Rewrite the debt ceiling news excerpt between "Lawmakers are cautiously" and "session this week.", inclusive, swapping "Medicare" for "Social Security".

──────── DOCUMENT EXCERPT ────────

WASHINGTON — White House and congressional leaders plan to intensify their efforts next week to reach some agreement on a sweeping budget deficit-cutting proposal by July 1, a plan that most lawmakers insist be part of any agreement to raise the nation's debt ceiling.

As many as four days of talks are expected next week among Vice President Joe Biden, Obama administration officials and six key members of Congress, as they look at potentially sweeping cuts and changes in federal spending and revenue-raising.

Lawmakers are cautiously optimistic that they'll succeed. What makes the prospects still uncertain, though, is that some of the details — Medicare, other popular domestic programs and taxes — are rife with political peril.

"The really tough stuff that's left are the big ticket items and philosophical big ticket items. Anything having to do with health care," Biden said after a two-hour meeting Thursday, the group's third session this week.

If the debt limit of $14.3 trillion isn't raised by Aug. 2, the government is expected to run out of borrowing authority. Treasury Secretary Timothy Geithner has warned that a failure to raise the limit, last increased in February 2010, could trigger financial chaos.

Few expect that deadline to pass without some agreement.

"Reasonable people will prevail. They know we can't take it to the brink," said Rep. Nick Rahall, D-W.Va., the top Democrat on the House of Representatives Transportation and Infrastructure Committee.

They know the stakes are too high. "This is the most important thing happening on Capitol Hill by far," said Rep. Jeff Flake, R-Ariz., a leading conservative on the House Appropriations Committee.

There have been strong hints that the two parties are seriously seeking compromise.

"The debt ceiling talks are a game of chicken. The leadership on neither side wants a crash, but neither wants to show the first sign of compromising," said Steven Smith, the director of the Weidenbaum Center on the Economy, Government, and Public Policy in St. Louis.

──────── DATA EXTRACT ────────

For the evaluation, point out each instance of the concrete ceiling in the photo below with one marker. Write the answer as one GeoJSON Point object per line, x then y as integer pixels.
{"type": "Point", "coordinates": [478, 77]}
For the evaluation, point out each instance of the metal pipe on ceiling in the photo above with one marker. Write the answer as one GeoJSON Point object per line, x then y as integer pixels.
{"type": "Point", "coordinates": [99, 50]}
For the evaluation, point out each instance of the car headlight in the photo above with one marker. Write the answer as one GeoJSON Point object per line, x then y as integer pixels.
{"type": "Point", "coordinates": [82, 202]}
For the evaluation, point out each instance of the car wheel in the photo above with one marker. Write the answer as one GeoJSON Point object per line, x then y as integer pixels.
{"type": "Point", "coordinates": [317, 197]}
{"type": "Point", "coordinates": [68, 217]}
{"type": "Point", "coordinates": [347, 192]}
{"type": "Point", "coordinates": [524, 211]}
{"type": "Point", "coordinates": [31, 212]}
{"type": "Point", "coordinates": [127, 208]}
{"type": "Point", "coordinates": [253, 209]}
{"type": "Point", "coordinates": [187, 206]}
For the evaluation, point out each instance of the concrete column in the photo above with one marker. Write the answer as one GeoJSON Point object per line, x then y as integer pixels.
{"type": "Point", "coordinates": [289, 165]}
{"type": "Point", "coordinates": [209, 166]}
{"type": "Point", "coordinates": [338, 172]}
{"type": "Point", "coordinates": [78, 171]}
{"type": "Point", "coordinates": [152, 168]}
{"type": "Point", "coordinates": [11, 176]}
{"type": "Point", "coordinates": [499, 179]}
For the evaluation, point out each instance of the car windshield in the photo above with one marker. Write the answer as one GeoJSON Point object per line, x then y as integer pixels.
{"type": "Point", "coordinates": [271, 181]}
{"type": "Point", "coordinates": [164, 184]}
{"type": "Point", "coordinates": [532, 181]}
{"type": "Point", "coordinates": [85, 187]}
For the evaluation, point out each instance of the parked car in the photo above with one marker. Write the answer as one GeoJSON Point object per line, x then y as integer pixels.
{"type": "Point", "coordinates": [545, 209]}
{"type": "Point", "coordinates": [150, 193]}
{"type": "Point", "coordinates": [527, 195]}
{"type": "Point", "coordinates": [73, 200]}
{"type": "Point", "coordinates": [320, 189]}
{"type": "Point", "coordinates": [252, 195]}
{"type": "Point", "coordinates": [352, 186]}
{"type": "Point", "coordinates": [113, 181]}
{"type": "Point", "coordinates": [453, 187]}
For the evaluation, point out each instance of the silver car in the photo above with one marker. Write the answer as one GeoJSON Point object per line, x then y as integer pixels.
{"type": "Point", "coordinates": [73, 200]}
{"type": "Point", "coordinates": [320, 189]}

────────

| SOLUTION FOR THIS EXERCISE |
Lawmakers are cautiously optimistic that they'll succeed. What makes the prospects still uncertain, though, is that some of the details — Social Security, other popular domestic programs and taxes — are rife with political peril.

"The really tough stuff that's left are the big ticket items and philosophical big ticket items. Anything having to do with health care," Biden said after a two-hour meeting Thursday, the group's third session this week.